Text to read =

--

West Cork Chamber Music Festival

THE main feature of the second full three-concert day of the West Cork Chamber Music Festival was the premiere by the Chilingirian…

THE main feature of the second full three-concert day of the West Cork Chamber Music Festival was the premiere by the Chilingirian Quartet of the specially-commissioned Diodia by John Tavener. The title of this, the composer's third string quartet, comes from the Greek and refers to the toll houses "for the testing of souls as they pass through the space of the air in the layers of the under-heaven".

The work is constructed like a sequence of meditative stations, with material simple and plaintively haunting, in Tavener's familiar manner - discoursed at a succession of higher pitches before journeying back to its starting level. The progress is not always smooth. There are episodes of agitation and discordance, passages dominated by spare-sounding harmonics, others given over to lusher chordal movement.

--

Task set =
#1 Count the lines in the entries that contain the string "stand", with case taken into account, and reply with the number alone.
#2 Continue the West Cork festival review from the point where it stops.

Task input =
--

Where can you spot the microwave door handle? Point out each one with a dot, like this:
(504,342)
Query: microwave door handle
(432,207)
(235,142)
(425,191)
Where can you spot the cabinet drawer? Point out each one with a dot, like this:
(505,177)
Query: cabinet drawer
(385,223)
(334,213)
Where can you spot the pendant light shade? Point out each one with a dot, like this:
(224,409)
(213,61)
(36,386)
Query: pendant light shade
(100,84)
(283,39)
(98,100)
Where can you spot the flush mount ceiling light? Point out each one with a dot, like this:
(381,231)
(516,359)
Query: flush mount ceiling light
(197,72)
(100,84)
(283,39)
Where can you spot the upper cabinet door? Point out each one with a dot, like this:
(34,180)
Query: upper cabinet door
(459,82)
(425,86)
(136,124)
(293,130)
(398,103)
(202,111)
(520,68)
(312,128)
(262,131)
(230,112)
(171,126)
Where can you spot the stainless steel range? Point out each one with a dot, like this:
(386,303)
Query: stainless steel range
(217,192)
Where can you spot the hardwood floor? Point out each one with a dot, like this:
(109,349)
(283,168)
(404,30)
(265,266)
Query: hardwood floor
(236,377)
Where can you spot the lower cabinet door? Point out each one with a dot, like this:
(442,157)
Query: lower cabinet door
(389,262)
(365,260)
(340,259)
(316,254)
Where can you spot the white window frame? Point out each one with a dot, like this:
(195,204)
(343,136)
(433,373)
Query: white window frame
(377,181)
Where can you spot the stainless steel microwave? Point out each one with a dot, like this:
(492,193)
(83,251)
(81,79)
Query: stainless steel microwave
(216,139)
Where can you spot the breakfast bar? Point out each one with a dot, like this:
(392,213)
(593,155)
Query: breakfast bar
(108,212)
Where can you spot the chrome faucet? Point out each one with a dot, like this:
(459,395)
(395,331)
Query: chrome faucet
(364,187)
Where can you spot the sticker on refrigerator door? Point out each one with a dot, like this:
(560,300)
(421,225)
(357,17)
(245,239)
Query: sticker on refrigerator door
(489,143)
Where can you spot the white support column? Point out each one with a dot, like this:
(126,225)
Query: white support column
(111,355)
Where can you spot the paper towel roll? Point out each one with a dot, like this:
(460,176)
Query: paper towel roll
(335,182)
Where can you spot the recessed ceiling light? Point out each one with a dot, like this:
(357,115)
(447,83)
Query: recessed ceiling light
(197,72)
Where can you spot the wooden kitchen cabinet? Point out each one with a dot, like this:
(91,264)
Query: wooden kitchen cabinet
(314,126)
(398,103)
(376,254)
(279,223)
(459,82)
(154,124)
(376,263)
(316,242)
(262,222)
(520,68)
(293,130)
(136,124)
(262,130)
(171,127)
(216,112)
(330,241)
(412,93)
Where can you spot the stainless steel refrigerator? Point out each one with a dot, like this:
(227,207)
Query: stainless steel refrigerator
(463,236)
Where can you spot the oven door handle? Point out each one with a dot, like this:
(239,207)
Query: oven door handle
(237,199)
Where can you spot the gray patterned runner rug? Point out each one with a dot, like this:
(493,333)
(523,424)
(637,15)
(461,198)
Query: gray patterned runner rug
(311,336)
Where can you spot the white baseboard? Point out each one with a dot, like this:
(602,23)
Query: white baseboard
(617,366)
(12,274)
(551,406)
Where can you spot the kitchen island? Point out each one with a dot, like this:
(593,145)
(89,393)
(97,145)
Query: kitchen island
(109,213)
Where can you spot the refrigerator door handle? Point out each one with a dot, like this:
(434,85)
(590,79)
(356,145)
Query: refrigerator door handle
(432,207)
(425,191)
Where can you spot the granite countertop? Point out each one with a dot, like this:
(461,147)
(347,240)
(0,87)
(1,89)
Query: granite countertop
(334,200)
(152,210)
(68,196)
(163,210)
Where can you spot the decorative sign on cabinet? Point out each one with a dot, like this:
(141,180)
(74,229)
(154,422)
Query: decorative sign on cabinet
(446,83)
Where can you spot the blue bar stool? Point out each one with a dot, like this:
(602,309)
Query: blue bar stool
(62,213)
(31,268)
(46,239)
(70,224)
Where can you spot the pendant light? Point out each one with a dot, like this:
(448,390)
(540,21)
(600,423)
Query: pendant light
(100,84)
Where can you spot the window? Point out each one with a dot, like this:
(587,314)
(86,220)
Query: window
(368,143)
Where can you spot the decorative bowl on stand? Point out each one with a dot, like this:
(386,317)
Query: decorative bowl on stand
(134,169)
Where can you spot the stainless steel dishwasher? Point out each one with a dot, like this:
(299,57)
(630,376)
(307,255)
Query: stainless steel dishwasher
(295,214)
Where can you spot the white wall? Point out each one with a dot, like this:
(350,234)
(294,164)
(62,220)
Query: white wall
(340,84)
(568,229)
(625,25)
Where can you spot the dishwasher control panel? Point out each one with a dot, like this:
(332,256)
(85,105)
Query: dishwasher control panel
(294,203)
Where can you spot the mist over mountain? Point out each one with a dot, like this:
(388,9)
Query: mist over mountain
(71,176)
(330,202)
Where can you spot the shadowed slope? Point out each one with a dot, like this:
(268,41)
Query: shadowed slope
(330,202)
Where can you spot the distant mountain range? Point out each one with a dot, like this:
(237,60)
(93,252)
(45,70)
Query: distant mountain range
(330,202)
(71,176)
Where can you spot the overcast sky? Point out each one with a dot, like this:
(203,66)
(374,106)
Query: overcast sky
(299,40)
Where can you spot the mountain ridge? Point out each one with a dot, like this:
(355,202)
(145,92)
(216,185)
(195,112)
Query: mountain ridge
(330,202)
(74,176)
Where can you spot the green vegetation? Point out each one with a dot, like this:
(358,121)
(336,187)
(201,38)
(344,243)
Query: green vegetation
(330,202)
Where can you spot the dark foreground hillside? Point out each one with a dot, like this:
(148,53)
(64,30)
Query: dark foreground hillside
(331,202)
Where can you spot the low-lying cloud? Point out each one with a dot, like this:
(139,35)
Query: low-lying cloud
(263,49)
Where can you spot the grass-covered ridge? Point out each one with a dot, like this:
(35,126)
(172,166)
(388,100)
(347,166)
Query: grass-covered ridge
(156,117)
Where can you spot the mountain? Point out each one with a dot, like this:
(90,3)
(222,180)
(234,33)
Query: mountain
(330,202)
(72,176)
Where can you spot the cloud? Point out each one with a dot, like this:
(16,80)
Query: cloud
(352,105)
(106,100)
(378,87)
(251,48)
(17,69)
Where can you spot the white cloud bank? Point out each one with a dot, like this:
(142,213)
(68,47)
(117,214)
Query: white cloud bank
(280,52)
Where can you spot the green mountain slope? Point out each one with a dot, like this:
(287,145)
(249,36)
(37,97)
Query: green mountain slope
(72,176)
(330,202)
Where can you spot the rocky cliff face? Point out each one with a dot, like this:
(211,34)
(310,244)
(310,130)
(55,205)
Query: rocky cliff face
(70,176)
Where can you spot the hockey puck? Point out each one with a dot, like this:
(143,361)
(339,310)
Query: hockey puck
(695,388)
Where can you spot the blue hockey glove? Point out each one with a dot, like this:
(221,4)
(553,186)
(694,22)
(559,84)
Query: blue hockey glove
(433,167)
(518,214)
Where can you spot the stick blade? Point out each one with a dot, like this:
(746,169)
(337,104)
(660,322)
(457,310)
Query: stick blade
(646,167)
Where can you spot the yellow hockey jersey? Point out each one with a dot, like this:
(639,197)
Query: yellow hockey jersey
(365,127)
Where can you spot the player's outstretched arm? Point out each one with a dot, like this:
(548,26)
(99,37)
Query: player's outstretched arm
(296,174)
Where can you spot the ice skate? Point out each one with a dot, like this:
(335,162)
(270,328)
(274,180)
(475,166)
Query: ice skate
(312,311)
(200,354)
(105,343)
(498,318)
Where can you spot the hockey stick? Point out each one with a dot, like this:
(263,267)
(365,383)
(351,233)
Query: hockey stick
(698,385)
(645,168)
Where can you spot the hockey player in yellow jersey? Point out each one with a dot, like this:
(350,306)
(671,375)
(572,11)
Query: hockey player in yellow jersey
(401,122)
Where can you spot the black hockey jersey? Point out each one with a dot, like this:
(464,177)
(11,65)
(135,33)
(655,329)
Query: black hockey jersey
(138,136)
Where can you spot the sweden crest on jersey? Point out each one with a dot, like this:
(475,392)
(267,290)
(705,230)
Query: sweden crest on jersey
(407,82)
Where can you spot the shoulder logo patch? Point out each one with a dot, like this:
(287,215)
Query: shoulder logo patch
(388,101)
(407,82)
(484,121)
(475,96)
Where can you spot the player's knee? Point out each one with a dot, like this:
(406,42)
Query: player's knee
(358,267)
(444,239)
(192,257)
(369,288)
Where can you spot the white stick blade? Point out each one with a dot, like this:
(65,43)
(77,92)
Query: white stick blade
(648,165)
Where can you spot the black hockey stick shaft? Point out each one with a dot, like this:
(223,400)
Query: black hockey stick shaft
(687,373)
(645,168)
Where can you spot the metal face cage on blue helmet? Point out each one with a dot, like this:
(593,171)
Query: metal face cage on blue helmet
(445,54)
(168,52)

--

Task results =
#1 2

#2
It is a journey, says the composer, "that passes through incidents but leads nowhere, because we do not know the judgment of God". The actual close, however, is, in Tavener's quiet way, quite a Coup de theatre the viola-player sings "Remember me" as the other players hum. The charge communicated to the audience was palpable.

Highly-charged, too, was baritone Stephan Genz's late-night performance of Schubert's Winterreise, the wintry associations proving to have an aptness not normally to be expected on July 1st. Genz, who's still in his mid-twenties, has a gorgeous ease of delivery, a wideness of resource that enables the right mood, the right inflection simply to materialise; in short, a singer with the art which conceals art. His pianist, Rudolf Jansen, was less reserved, pushing and poking at the piano part with results which made Schubert sound at times like an inferior Hugo Wolf.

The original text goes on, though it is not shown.